TASK OBJECTIVE:
Can you output the records below exactly as they are written?

*** GIVEN RECORDS

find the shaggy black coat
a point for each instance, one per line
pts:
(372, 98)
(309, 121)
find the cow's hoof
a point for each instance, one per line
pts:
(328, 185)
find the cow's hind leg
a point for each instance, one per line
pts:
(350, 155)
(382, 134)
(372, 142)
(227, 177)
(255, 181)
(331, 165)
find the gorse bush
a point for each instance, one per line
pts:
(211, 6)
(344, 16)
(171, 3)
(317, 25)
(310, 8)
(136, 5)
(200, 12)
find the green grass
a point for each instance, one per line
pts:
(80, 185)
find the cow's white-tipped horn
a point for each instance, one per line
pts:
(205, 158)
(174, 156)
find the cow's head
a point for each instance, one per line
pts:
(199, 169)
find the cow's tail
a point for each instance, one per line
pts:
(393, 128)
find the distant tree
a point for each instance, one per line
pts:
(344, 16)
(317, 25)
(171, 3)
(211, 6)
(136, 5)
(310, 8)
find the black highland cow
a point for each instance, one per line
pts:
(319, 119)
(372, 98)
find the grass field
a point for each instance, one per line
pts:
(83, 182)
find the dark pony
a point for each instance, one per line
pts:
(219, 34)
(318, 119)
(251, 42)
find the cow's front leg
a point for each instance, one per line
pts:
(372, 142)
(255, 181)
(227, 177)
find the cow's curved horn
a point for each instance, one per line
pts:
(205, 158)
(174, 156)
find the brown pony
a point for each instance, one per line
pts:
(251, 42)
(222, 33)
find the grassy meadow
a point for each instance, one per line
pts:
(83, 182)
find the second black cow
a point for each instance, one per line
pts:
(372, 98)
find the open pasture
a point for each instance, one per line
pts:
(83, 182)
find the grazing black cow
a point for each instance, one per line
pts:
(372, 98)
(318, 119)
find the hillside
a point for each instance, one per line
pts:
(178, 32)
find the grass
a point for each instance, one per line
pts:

******

ANSWER IN FULL:
find the shaggy black coat
a point for each instance, one per line
pts:
(372, 98)
(309, 121)
find the cow's hoof
a point for each instance, one per line
pts:
(328, 185)
find the cow's hind leg
a point for each instance, one per line
pts:
(350, 155)
(382, 134)
(372, 142)
(227, 177)
(255, 181)
(331, 165)
find the gorse bush
a point for each instance, one per line
pts:
(211, 6)
(344, 16)
(171, 3)
(317, 25)
(310, 8)
(136, 5)
(200, 12)
find the green grass
a point for each instance, one per line
pts:
(80, 185)
find the cow's white-tipped horn
a point for each instance, one per line
pts:
(205, 158)
(174, 156)
find the cow's head
a point for each instance, one per line
pts:
(199, 169)
find the cow's tail
a point for each instance, one per line
pts:
(393, 128)
find the distant tree
a point for each instance, one per line
pts:
(344, 16)
(317, 25)
(171, 3)
(211, 6)
(136, 5)
(310, 8)
find the black highland cow
a point for each instance, one per line
pts:
(319, 119)
(372, 98)
find the grass field
a point for each instance, one per line
pts:
(83, 182)
find the dark pony
a point for each instance, one per line
pts:
(219, 34)
(318, 119)
(251, 42)
find the cow's front leg
a point for each instance, one per line
pts:
(372, 142)
(255, 181)
(227, 177)
find the cow's curved horn
a point for each instance, one per line
pts:
(205, 158)
(174, 156)
find the brown pony
a point for each instance, one per line
pts:
(251, 42)
(222, 33)
find the grassy meadow
a point for each instance, one per line
pts:
(83, 182)
find the second black cow
a point for each instance, one per line
pts:
(372, 98)
find the open pasture
a point for each instance, one per line
pts:
(83, 182)
find the grazing black cow
a point for each instance, one per line
pts:
(372, 98)
(318, 119)
find the hillside
a point for each instance, one per line
pts:
(178, 32)
find the grass
a point for each instance, one per line
pts:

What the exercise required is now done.